### EXERCISE TASK
Leave out the pictures and repeat every record exactly.

### Stored data

----------

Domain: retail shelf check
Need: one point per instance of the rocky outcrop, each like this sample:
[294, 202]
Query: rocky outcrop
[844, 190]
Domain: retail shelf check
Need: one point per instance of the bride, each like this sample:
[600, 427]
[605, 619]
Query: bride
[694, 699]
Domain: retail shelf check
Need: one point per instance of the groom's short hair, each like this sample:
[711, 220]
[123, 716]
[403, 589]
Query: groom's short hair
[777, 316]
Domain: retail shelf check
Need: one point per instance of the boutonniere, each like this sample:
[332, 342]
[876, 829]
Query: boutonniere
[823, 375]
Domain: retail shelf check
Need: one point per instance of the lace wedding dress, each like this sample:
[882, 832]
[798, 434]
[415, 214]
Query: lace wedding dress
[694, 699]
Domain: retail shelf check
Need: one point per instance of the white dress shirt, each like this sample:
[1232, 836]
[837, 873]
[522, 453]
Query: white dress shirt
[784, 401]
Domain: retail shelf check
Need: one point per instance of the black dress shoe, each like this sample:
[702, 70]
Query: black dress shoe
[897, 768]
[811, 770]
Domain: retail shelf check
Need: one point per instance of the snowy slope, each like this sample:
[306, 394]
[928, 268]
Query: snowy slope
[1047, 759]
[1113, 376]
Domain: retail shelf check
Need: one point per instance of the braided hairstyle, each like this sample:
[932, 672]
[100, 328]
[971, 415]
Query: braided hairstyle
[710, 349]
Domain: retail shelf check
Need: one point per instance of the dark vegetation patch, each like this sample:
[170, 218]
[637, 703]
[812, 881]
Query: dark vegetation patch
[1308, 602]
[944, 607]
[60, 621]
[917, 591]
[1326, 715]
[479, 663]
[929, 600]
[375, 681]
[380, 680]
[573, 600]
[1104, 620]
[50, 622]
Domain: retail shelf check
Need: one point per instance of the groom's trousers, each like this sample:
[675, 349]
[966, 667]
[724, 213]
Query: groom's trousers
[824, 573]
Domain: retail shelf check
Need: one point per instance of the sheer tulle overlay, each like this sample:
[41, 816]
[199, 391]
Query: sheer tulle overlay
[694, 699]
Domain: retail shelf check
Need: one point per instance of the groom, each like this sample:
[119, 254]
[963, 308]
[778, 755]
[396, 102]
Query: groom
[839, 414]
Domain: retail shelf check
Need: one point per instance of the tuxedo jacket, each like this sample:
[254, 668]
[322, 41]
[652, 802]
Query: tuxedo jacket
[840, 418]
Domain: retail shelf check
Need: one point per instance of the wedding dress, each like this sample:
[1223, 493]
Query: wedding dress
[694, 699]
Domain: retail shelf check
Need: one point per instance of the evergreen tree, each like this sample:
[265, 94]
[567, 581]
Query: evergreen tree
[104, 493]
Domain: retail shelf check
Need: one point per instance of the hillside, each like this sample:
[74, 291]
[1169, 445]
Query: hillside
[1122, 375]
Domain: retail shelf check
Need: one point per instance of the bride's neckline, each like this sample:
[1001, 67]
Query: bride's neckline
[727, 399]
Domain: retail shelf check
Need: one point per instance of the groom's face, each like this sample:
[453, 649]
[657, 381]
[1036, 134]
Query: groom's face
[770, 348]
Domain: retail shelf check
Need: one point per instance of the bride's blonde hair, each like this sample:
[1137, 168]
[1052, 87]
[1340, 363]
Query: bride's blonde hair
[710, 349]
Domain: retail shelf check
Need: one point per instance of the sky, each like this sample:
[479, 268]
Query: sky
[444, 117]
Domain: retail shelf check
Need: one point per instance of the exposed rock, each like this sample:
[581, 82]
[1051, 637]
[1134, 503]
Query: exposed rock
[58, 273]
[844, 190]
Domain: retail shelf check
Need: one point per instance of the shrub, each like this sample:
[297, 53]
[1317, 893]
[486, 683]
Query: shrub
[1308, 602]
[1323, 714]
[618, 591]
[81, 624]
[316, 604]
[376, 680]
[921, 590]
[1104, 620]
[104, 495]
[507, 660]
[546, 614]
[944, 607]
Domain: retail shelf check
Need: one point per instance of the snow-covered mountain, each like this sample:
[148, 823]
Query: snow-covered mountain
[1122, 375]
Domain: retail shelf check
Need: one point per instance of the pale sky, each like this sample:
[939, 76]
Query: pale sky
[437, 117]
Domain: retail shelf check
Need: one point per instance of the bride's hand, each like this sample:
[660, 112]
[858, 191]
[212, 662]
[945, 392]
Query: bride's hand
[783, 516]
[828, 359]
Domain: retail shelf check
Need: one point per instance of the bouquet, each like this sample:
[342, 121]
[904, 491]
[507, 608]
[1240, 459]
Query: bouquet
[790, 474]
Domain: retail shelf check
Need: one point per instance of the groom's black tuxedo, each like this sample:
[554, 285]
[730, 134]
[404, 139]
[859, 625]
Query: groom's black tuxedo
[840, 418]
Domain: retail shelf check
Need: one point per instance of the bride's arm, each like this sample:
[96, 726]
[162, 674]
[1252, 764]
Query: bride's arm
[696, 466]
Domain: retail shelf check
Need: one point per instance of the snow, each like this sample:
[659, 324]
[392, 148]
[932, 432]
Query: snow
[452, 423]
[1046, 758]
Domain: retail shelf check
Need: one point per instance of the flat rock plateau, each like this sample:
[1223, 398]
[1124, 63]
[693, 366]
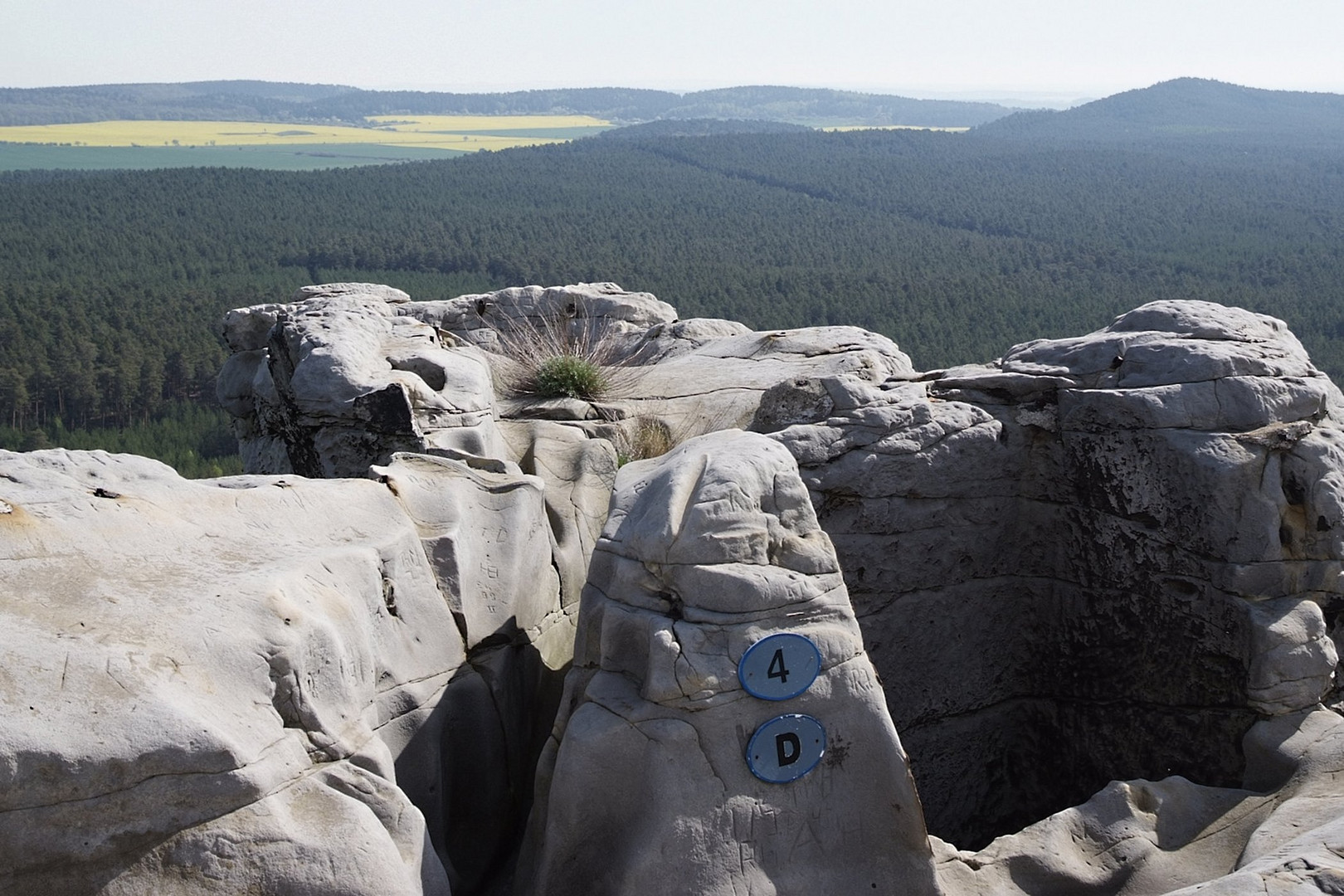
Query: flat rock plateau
[1070, 616]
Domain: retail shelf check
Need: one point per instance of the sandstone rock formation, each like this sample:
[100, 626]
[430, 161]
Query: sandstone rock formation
[1131, 538]
[645, 787]
[1098, 581]
[264, 681]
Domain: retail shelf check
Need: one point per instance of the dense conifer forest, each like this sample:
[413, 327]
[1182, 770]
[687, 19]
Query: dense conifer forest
[955, 245]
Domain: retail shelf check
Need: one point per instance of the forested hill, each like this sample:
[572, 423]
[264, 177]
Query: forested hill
[955, 245]
[1191, 110]
[286, 102]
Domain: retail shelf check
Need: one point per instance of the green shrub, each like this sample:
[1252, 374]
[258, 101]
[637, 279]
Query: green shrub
[569, 377]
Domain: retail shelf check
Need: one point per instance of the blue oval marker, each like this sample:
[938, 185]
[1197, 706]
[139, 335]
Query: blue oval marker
[785, 748]
[780, 666]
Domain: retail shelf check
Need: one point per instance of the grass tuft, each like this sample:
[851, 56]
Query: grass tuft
[570, 377]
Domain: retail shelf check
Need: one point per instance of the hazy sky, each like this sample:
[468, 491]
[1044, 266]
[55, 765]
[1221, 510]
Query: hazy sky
[1069, 47]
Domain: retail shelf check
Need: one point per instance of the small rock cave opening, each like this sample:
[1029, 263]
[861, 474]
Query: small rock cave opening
[1018, 698]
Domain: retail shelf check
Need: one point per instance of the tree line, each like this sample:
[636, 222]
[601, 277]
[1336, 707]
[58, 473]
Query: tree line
[955, 245]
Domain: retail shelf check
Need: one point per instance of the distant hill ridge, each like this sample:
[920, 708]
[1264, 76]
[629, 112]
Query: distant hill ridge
[1181, 109]
[300, 102]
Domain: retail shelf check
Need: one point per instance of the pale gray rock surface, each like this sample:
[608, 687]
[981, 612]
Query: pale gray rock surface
[645, 786]
[1132, 540]
[342, 377]
[197, 679]
[272, 684]
[1099, 579]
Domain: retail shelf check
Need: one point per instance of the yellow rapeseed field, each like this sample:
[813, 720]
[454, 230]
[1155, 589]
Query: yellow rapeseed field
[394, 130]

----------

### SOLUTION TO THE EXERCISE
Domain: retail shelf check
Need: one point per instance of the rocky outcrop, each like this sample:
[294, 202]
Query: rocky outcrop
[844, 190]
Domain: retail shelf check
Need: one point per instance of the bride, each like this sample:
[600, 427]
[605, 619]
Query: bride
[694, 699]
Domain: retail shelf check
Need: one point per instance of the groom's short hair, each like this sample:
[711, 220]
[123, 716]
[403, 589]
Query: groom's short hair
[777, 316]
Domain: retail shelf check
Need: one point per instance of the boutonniere, each like this sample:
[332, 342]
[876, 829]
Query: boutonniere
[823, 375]
Domain: retail shelf check
Need: one point per instance of the lace wedding dress, each like this sample:
[882, 832]
[798, 434]
[415, 214]
Query: lace wedding dress
[694, 699]
Domain: retail shelf check
Need: one point per instance of the white dress shirt, each like this sample:
[1232, 836]
[837, 873]
[522, 453]
Query: white dress shirt
[784, 401]
Domain: retail shelf check
Need: one point per instance of the black dress shoe, each like this sample:
[702, 70]
Query: black dress shoe
[897, 768]
[811, 770]
Domain: retail shelf check
Need: one point per instance of the snowy slope, each like this sample:
[306, 394]
[928, 268]
Query: snowy slope
[1047, 759]
[1113, 376]
Domain: retail shelf check
Need: one point per instance of the braided hairstyle, each like this sample:
[932, 672]
[100, 328]
[971, 415]
Query: braided hairstyle
[710, 349]
Domain: retail shelf check
Need: one point per instance of the dark vegetation patch, each like this sample:
[170, 218]
[637, 703]
[812, 881]
Query: dark vegetation patch
[1308, 602]
[944, 607]
[60, 621]
[917, 591]
[1326, 715]
[479, 663]
[929, 600]
[375, 681]
[380, 680]
[573, 600]
[1104, 620]
[50, 622]
Domain: retail shelf check
Need: one point per instance of the groom's trousers, each like this sample:
[675, 349]
[966, 667]
[724, 213]
Query: groom's trousers
[824, 573]
Domain: retail shelf check
Need: one point per instance of the sheer tulle overlay, each like this sample:
[41, 816]
[199, 391]
Query: sheer tulle overlay
[694, 699]
Domain: retail shelf check
Need: one point per instance of the groom, each like this sample:
[119, 254]
[963, 308]
[778, 755]
[396, 102]
Query: groom
[839, 414]
Domain: retail shelf check
Need: one point per instance of the tuxedo jacket, each like this sample:
[254, 668]
[322, 41]
[652, 802]
Query: tuxedo jacket
[840, 418]
Domain: retail shelf check
Need: one point per instance of the wedding dress, each like this sample:
[1223, 493]
Query: wedding dress
[694, 699]
Domain: retail shelf check
Need: one point per instance of the evergreen tree, each like this sample:
[265, 94]
[567, 581]
Query: evergreen tree
[104, 493]
Domain: retail shelf check
Need: one point per instance of the hillside, each like this sample:
[74, 291]
[1169, 445]
Query: hillside
[1122, 375]
Domain: retail shelf check
Need: one point per instance of the bride's neckline, each like this sample:
[1001, 67]
Query: bride's neckline
[727, 399]
Domain: retail shelf check
Need: one point per instance of the groom's face, each like this sample:
[453, 649]
[657, 381]
[1036, 134]
Query: groom's face
[770, 348]
Domain: retail shelf check
Need: one point per instance of the bride's blonde hair, each like this sample:
[1137, 168]
[1052, 87]
[1340, 363]
Query: bride's blonde hair
[710, 349]
Domain: retail shelf check
Need: one point per instance of the sky, each like this sample:
[479, 268]
Query: sky
[444, 117]
Domain: retail shelf check
Need: one point per instance of the exposed rock, each like this sample:
[581, 82]
[1051, 637]
[1134, 503]
Query: exposed rock
[58, 273]
[844, 190]
Domain: retail shelf check
Need: one point per instance of the shrub, each like this sample:
[297, 53]
[1317, 893]
[486, 683]
Query: shrub
[1308, 602]
[1323, 714]
[618, 591]
[81, 624]
[316, 604]
[376, 680]
[921, 590]
[1104, 620]
[104, 495]
[507, 660]
[546, 614]
[944, 607]
Domain: retail shelf check
Need: one point per instance of the snow-covered mountain, each like this sample:
[148, 823]
Query: snow-covered mountain
[1122, 375]
Domain: retail shelf check
Need: one point per instance of the pale sky, each like this sample:
[939, 76]
Query: pale sky
[437, 117]
Domain: retail shelf check
Need: one point per instance of the bride's hand, each like this sample:
[660, 112]
[858, 191]
[212, 662]
[945, 392]
Query: bride's hand
[783, 516]
[828, 359]
Domain: retail shelf check
Need: one point per instance of the bouquet, each like this sample:
[342, 121]
[904, 491]
[507, 608]
[1240, 459]
Query: bouquet
[790, 474]
Domain: retail shelf check
Need: one point per instance of the groom's black tuxedo, each like this sample:
[554, 285]
[730, 134]
[404, 139]
[859, 625]
Query: groom's black tuxedo
[840, 418]
Domain: retail shelf check
Need: one point per instance of the bride's arm, each like this sample:
[96, 726]
[162, 674]
[1252, 764]
Query: bride's arm
[696, 466]
Domain: retail shelf check
Need: one point per instance of the snow, each like this sample:
[659, 324]
[392, 148]
[932, 432]
Query: snow
[452, 423]
[1046, 758]
Domain: retail shelf check
Need: one point per instance of the flat rock plateau, each like this sample:
[1223, 398]
[1124, 63]
[693, 366]
Query: flat rock plateau
[1070, 616]
Domain: retail shelf check
Need: one point per instance of the sandstone rock formation, each like this sample:
[100, 626]
[430, 161]
Query: sandstone rock formation
[1131, 538]
[645, 787]
[1098, 581]
[264, 681]
Domain: retail shelf check
Need: one point per instance of the dense conifer forest, each like this sample:
[413, 327]
[1182, 770]
[687, 19]
Query: dense conifer forest
[955, 245]
Domain: retail shelf check
Need: one point per instance of the forested hill, each like this sample:
[572, 423]
[264, 177]
Query: forested hill
[955, 245]
[1191, 110]
[286, 102]
Domain: retail shelf check
Need: one point per instance of the green shrub, each like this sample:
[1252, 374]
[258, 101]
[637, 279]
Query: green shrub
[569, 377]
Domain: retail shelf check
Need: one point per instance of the blue oval marker, each like this sample:
[938, 185]
[1197, 706]
[139, 335]
Query: blue oval marker
[785, 748]
[780, 666]
Domain: retail shelf check
Need: one point per instance of the grass tuft, each like this sample:
[851, 56]
Query: grass tuft
[570, 377]
Domain: retail shelf check
Need: one point per instance of the hazy sky, each like this sample:
[468, 491]
[1044, 266]
[55, 765]
[1221, 510]
Query: hazy sky
[1069, 47]
Domain: retail shelf check
Need: one point per instance of the small rock cave opening, each like this sample:
[1029, 263]
[861, 474]
Query: small rock cave opening
[1018, 698]
Domain: retail shelf check
Need: one point per instance of the tree line, each like this sample:
[636, 222]
[601, 277]
[1336, 707]
[58, 473]
Query: tree line
[955, 245]
Domain: retail shelf check
Need: one point per instance of the distant hill ridge, each like this sample:
[920, 708]
[1264, 76]
[629, 112]
Query: distant hill ridge
[1181, 109]
[300, 102]
Domain: retail shelf check
Need: one point per instance of the pale gray rock surface, each like this sample:
[608, 687]
[981, 612]
Query: pale gray rock surface
[645, 786]
[1132, 540]
[342, 377]
[197, 679]
[272, 684]
[1099, 579]
Domain: retail shelf check
Need: one point per instance of the yellow rapeseed field, each like this sample:
[813, 720]
[454, 230]
[1155, 589]
Query: yellow rapeseed field
[394, 130]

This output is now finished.